** Extracted records **
▬▬▬▬▬▬▬▬▬▬
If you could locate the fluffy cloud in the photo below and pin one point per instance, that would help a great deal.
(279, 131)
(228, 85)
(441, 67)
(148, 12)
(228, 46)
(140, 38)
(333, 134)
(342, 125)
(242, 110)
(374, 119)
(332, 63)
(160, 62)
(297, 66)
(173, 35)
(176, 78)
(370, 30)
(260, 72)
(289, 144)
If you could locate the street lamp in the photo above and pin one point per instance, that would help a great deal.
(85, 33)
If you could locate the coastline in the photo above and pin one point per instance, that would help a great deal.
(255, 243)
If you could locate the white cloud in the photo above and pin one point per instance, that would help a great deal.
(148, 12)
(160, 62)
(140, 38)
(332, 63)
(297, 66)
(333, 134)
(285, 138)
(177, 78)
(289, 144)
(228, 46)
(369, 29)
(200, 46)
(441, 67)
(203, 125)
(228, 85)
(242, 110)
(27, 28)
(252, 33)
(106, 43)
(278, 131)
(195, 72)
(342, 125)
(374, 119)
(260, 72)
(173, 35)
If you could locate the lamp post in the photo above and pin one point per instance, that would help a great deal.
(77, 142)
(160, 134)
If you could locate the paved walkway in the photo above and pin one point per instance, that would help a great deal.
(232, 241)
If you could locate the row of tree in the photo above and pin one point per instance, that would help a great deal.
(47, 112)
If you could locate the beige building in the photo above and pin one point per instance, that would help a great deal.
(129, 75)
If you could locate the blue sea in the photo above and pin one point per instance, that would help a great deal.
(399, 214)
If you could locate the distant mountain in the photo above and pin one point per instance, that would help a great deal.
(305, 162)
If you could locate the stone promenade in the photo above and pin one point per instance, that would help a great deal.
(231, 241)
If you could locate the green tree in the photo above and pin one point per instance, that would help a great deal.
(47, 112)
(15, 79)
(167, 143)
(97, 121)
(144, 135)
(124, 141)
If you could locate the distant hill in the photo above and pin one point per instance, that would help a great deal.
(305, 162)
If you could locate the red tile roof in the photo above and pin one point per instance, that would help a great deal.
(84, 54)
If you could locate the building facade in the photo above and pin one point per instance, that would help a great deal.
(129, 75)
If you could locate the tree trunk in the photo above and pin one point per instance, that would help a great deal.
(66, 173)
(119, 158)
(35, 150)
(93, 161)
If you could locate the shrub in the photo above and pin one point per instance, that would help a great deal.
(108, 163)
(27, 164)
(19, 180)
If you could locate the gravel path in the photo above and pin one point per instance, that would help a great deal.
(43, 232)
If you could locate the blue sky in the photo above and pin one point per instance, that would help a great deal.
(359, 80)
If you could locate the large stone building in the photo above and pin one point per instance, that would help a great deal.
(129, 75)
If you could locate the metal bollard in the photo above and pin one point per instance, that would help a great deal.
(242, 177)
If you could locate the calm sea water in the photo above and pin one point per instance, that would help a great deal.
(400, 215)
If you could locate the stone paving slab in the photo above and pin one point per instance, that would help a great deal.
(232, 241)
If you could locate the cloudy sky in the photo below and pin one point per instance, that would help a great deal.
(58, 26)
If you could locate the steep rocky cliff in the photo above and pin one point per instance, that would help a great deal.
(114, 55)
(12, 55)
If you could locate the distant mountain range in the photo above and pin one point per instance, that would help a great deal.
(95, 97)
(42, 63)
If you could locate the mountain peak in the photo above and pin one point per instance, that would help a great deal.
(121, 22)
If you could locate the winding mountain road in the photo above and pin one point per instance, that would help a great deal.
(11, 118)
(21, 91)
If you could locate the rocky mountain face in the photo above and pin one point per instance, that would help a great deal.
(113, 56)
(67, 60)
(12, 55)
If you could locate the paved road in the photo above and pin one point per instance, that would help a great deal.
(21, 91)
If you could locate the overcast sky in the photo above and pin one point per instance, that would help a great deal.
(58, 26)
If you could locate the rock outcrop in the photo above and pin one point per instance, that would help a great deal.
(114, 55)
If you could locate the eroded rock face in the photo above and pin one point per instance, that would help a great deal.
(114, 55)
▬▬▬▬▬▬▬▬▬▬
** Task brief **
Retype the material above, line by line, exactly.

** Result below **
If you could locate the fluffy cloud in the photo below and pin one point per instance, that would help a great deal.
(279, 131)
(228, 85)
(441, 67)
(148, 12)
(228, 46)
(140, 38)
(333, 134)
(342, 125)
(242, 110)
(374, 119)
(332, 63)
(160, 62)
(297, 66)
(173, 35)
(176, 78)
(370, 30)
(260, 72)
(289, 144)
If you could locate the street lamp in the photo above and pin one point per instance, that would help a great deal.
(85, 33)
If you could locate the coastline in the photo above and pin one point per instance, that would help a great deal.
(255, 243)
If you could locate the white cloud in the photo above and pin one point per instance, that would help a great deal.
(148, 12)
(160, 62)
(140, 38)
(332, 63)
(297, 66)
(333, 134)
(285, 138)
(177, 78)
(289, 144)
(228, 46)
(369, 29)
(200, 46)
(441, 67)
(203, 125)
(228, 85)
(242, 110)
(27, 28)
(252, 33)
(106, 43)
(278, 131)
(195, 72)
(342, 125)
(374, 119)
(260, 72)
(173, 35)
If you could locate the lamp post in the photo above and pin one point per instance, that would help a great deal.
(77, 142)
(160, 134)
If you could locate the paved walkway in the photo above and pin one point per instance, that would help a great deal.
(232, 241)
If you could locate the row of tree in the photo above and pin one point per instance, that would help a great deal.
(47, 112)
If you could locate the beige building in the photo above and pin one point per instance, that would help a great deal.
(129, 75)
If you could locate the blue sea in the photo above and pin one point per instance, that would help a great deal.
(399, 214)
If you could locate the distant mountain in the photo above and pin one point per instance, that would help a great deal.
(305, 162)
If you could locate the stone promenade in the photo above and pin one point per instance, that would help a great deal.
(231, 241)
If you could locate the green tree in the photo above and pin one point per instance, that would help a great deal.
(47, 112)
(15, 79)
(167, 143)
(97, 121)
(144, 135)
(124, 141)
If you could locate the distant hill in the photo above and pin one point per instance, that would help a great deal.
(305, 162)
If you could locate the red tile roof in the photo above and pin one point per instance, that would help a great deal.
(84, 54)
If you could locate the building facade in the photo above and pin one point per instance, that would help a great deal.
(129, 75)
If you could locate the tree trunk in the photo above and pin one point per instance, that would help a great deal.
(66, 173)
(119, 158)
(35, 150)
(93, 161)
If you could locate the shrub in the photo above and pin one point per instance, that would help a great deal.
(108, 163)
(27, 164)
(19, 180)
If you could locate the gravel path in the photo above and pin one point per instance, that would help a great deal.
(43, 232)
If you could locate the blue sky in the photo above and pin one point per instance, that would help a great deal.
(359, 80)
If you could locate the large stone building in the photo above and pin one point per instance, that would help a great deal.
(129, 75)
If you could locate the metal bollard in the photo above and pin one point per instance, that would help a great deal.
(242, 177)
If you could locate the calm sea water in the photo above and pin one point per instance, that would help a great deal.
(400, 215)
If you could locate the stone paving slab in the photo above and pin one point per instance, that would help a great deal.
(232, 241)
If you could locate the cloudy sky in the photo below and pin one point per instance, that would help a great deal.
(58, 26)
If you could locate the steep rocky cliff in the photo above and pin one point per instance, that would help a great deal.
(114, 55)
(12, 55)
If you could locate the distant mountain range in the photo above and pin one point per instance, that would help a great deal.
(95, 97)
(42, 63)
If you could locate the mountain peak in the photo above and pin one point per instance, that would help a great deal.
(121, 22)
If you could locate the winding mountain road in the photo above and pin one point per instance, that would help a great deal.
(11, 118)
(21, 91)
If you could locate the rocky mountain face in the photo above and pin one point per instance, that would help a great deal.
(113, 56)
(67, 60)
(12, 55)
If you could locate the paved road in the photo above and pin one point per instance, that would help a great deal.
(21, 91)
If you could locate the overcast sky in the photo above and pin one point per instance, that would help a great deal.
(58, 26)
If you could locate the rock outcrop in the photo above and pin one point per instance, that would help a great deal.
(114, 55)
If you could locate the eroded rock face in the photo above and pin one point per instance, that would help a great deal.
(114, 55)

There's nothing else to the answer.